-- Your objective --
Print the records below word for word, starting at the beginning of the records and ending at the line that contains "box: [77, 138, 174, 216]", with both ends included. Leave the pictures out of your answer.

-- Input data --
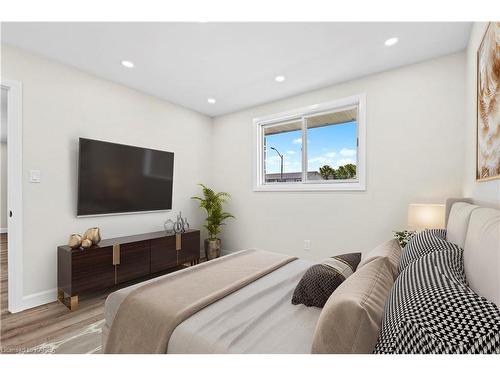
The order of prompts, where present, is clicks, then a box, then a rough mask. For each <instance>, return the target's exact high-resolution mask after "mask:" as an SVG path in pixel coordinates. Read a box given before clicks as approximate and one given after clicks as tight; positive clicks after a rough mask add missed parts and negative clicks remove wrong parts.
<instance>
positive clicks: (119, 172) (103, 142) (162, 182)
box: [77, 138, 174, 216]
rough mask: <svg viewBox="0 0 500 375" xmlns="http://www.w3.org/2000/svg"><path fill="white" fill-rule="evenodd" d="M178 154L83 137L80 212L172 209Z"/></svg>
mask: <svg viewBox="0 0 500 375" xmlns="http://www.w3.org/2000/svg"><path fill="white" fill-rule="evenodd" d="M173 173H174V154H173V153H172V152H167V151H158V150H151V149H148V148H141V147H135V146H128V145H121V144H116V143H110V142H103V141H97V140H93V139H86V138H80V145H79V159H78V204H77V215H78V216H86V215H105V214H120V213H130V212H143V211H160V210H169V209H171V208H172V185H173Z"/></svg>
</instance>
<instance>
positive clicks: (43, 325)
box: [0, 234, 137, 353]
mask: <svg viewBox="0 0 500 375" xmlns="http://www.w3.org/2000/svg"><path fill="white" fill-rule="evenodd" d="M0 244H1V245H0V246H1V251H0V263H1V268H0V289H1V298H0V353H17V352H22V351H25V350H26V349H27V348H31V347H33V346H36V345H39V344H41V343H44V342H48V341H51V340H54V339H57V338H58V337H59V336H63V335H68V334H71V333H73V332H77V331H79V330H80V329H82V328H83V327H85V326H87V325H89V324H92V323H94V322H97V321H99V320H102V319H104V301H105V300H106V297H107V296H108V295H109V293H111V292H112V291H113V290H114V289H112V290H108V291H105V292H103V293H100V294H96V295H92V296H80V300H79V305H78V309H77V310H76V311H69V310H68V309H67V308H66V306H64V305H63V304H62V303H60V302H52V303H49V304H46V305H42V306H38V307H35V308H32V309H29V310H25V311H22V312H19V313H16V314H11V313H10V312H8V311H7V297H8V293H7V285H8V284H7V282H8V281H7V276H8V275H7V235H6V234H1V235H0ZM135 282H137V281H135ZM131 284H132V283H131ZM124 286H126V285H121V286H120V288H122V287H124ZM115 289H117V288H115ZM54 298H55V297H54Z"/></svg>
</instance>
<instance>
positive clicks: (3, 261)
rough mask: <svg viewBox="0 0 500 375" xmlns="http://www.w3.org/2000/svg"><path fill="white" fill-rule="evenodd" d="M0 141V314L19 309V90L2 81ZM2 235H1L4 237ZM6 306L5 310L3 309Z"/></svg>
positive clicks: (0, 86)
mask: <svg viewBox="0 0 500 375" xmlns="http://www.w3.org/2000/svg"><path fill="white" fill-rule="evenodd" d="M0 89H1V137H0V142H1V144H0V148H1V149H0V168H1V175H0V178H1V182H0V185H1V196H0V232H1V233H0V247H1V252H0V284H1V288H0V290H1V300H0V304H1V311H2V314H3V313H4V312H6V311H7V310H8V311H9V312H11V313H14V312H18V311H21V310H23V309H24V306H23V272H22V271H23V267H22V265H23V246H22V242H23V237H22V236H23V232H22V215H23V212H22V208H23V206H22V86H21V83H20V82H17V81H10V80H3V79H2V81H1V84H0ZM4 232H5V233H4ZM5 305H7V308H5Z"/></svg>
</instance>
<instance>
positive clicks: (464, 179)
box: [463, 22, 500, 205]
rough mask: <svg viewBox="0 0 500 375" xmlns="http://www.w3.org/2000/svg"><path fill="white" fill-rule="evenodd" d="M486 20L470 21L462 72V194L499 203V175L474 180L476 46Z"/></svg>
mask: <svg viewBox="0 0 500 375" xmlns="http://www.w3.org/2000/svg"><path fill="white" fill-rule="evenodd" d="M487 26H488V23H486V22H479V23H474V25H473V27H472V30H471V35H470V39H469V44H468V46H467V62H466V72H465V82H466V94H465V174H464V181H463V195H464V196H465V197H472V198H474V200H476V201H477V202H479V203H492V204H494V205H499V204H500V179H498V180H492V181H483V182H476V140H477V119H476V115H477V94H476V88H477V50H478V49H479V44H481V40H482V38H483V35H484V32H485V31H486V27H487Z"/></svg>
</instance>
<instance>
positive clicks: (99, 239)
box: [68, 227, 101, 249]
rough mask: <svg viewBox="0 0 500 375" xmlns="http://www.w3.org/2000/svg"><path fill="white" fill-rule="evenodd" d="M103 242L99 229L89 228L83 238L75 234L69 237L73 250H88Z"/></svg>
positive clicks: (69, 240)
mask: <svg viewBox="0 0 500 375" xmlns="http://www.w3.org/2000/svg"><path fill="white" fill-rule="evenodd" d="M100 241H101V232H100V230H99V228H97V227H95V228H89V229H87V230H86V231H85V234H84V235H83V236H80V235H79V234H77V233H73V234H71V235H70V236H69V240H68V246H69V247H71V248H72V249H78V248H80V247H81V248H84V249H88V248H89V247H91V246H92V245H97V244H98V243H99V242H100Z"/></svg>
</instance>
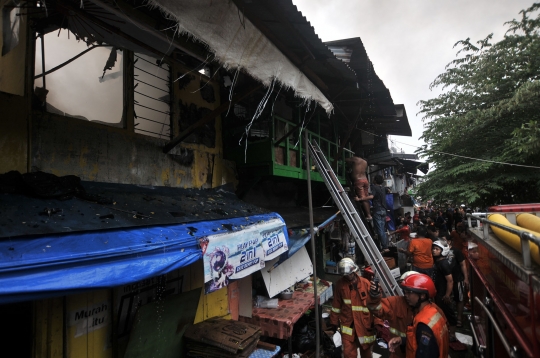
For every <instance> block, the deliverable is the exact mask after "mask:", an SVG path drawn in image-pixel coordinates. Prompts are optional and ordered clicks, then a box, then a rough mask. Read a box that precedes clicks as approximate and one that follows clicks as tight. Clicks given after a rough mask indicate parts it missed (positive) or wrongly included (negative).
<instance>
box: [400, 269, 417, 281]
mask: <svg viewBox="0 0 540 358" xmlns="http://www.w3.org/2000/svg"><path fill="white" fill-rule="evenodd" d="M416 273H420V272H416V271H407V272H405V273H403V275H401V277H400V280H401V281H403V280H404V279H406V278H407V277H408V276H410V275H413V274H416Z"/></svg>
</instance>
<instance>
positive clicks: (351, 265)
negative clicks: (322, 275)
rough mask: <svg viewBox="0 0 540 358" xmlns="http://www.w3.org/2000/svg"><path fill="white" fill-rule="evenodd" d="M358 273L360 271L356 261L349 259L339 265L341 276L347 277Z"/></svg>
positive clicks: (344, 258) (347, 258)
mask: <svg viewBox="0 0 540 358" xmlns="http://www.w3.org/2000/svg"><path fill="white" fill-rule="evenodd" d="M356 271H358V265H357V264H355V263H354V261H353V260H352V259H350V258H348V257H346V258H344V259H342V260H341V261H340V262H339V263H338V273H339V274H340V275H343V276H346V275H348V274H350V273H353V272H356Z"/></svg>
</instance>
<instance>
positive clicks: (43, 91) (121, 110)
mask: <svg viewBox="0 0 540 358" xmlns="http://www.w3.org/2000/svg"><path fill="white" fill-rule="evenodd" d="M43 42H44V44H45V46H44V50H45V51H44V52H45V81H43V77H42V76H41V77H40V75H42V72H43V68H42V49H41V38H39V37H38V39H37V40H36V61H35V73H36V76H35V77H36V78H35V80H34V87H35V93H36V97H37V98H39V100H40V103H43V102H44V100H45V99H46V106H45V108H44V109H45V110H46V111H47V112H49V113H56V114H60V115H63V116H67V117H74V118H78V119H82V120H88V121H93V122H98V123H102V124H106V125H110V126H115V127H123V126H124V124H123V120H122V114H123V108H124V106H123V98H124V97H123V73H124V71H123V58H124V57H123V53H122V51H121V50H119V49H117V48H116V47H113V46H109V45H107V44H103V43H102V44H100V45H90V46H89V45H87V44H86V43H85V42H84V41H82V40H81V39H80V38H78V37H76V36H74V35H73V33H71V34H70V33H69V32H68V31H66V30H64V29H61V30H60V31H58V32H57V31H54V32H50V33H48V34H46V35H45V37H44V40H43ZM85 51H87V52H85ZM83 52H85V53H84V54H83V55H81V56H80V57H78V58H76V59H74V58H75V57H76V56H78V55H80V54H81V53H83ZM69 60H73V61H71V62H69V63H67V62H68V61H69ZM62 65H64V66H62ZM57 67H58V69H56V70H54V69H55V68H57ZM51 70H54V71H53V72H51ZM48 72H50V73H48ZM44 85H45V86H44ZM43 87H45V89H43Z"/></svg>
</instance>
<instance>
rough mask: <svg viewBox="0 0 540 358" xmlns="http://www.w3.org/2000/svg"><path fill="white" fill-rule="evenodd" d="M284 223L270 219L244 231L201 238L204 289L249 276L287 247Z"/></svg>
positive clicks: (287, 248) (213, 289) (210, 235)
mask: <svg viewBox="0 0 540 358" xmlns="http://www.w3.org/2000/svg"><path fill="white" fill-rule="evenodd" d="M285 230H286V228H285V225H284V224H283V222H282V221H280V220H277V219H276V220H269V221H267V222H263V223H259V224H255V225H251V226H248V227H246V228H244V229H243V230H241V231H235V232H227V233H224V234H217V235H209V236H205V237H202V238H200V239H199V244H200V246H201V248H202V250H203V261H204V282H205V293H207V294H208V293H211V292H214V291H216V290H219V289H221V288H223V287H226V286H227V285H228V284H229V283H230V282H231V281H234V280H237V279H240V278H243V277H246V276H248V275H250V274H252V273H253V272H255V271H258V270H260V269H262V268H263V267H264V266H265V261H268V260H271V259H273V258H275V257H277V256H279V255H281V254H282V253H284V252H286V251H287V250H288V245H287V238H286V233H285Z"/></svg>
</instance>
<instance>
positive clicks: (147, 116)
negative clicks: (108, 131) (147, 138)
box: [133, 53, 171, 139]
mask: <svg viewBox="0 0 540 358" xmlns="http://www.w3.org/2000/svg"><path fill="white" fill-rule="evenodd" d="M170 72H171V70H170V66H169V65H168V64H166V63H163V62H161V59H156V58H153V57H150V56H147V55H144V54H141V53H135V60H134V68H133V73H134V79H133V81H134V88H135V90H134V91H135V93H134V99H135V102H134V111H135V132H136V133H140V134H145V135H149V136H152V137H157V138H165V139H170V138H171V86H170V77H171V76H170Z"/></svg>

-- Answer to this exercise --
The order of prompts, where present, is clicks, then a box, then a rough mask. For each <instance>, return the target's exact high-resolution mask after "mask:" as an SVG path in pixel coordinates. Read a box given before clicks as approximate and one given after clicks as tight; positive clicks after a rough mask add missed parts and negative clicks remove wrong parts.
<instance>
positive clicks: (119, 172) (103, 142) (162, 182)
box: [77, 138, 174, 216]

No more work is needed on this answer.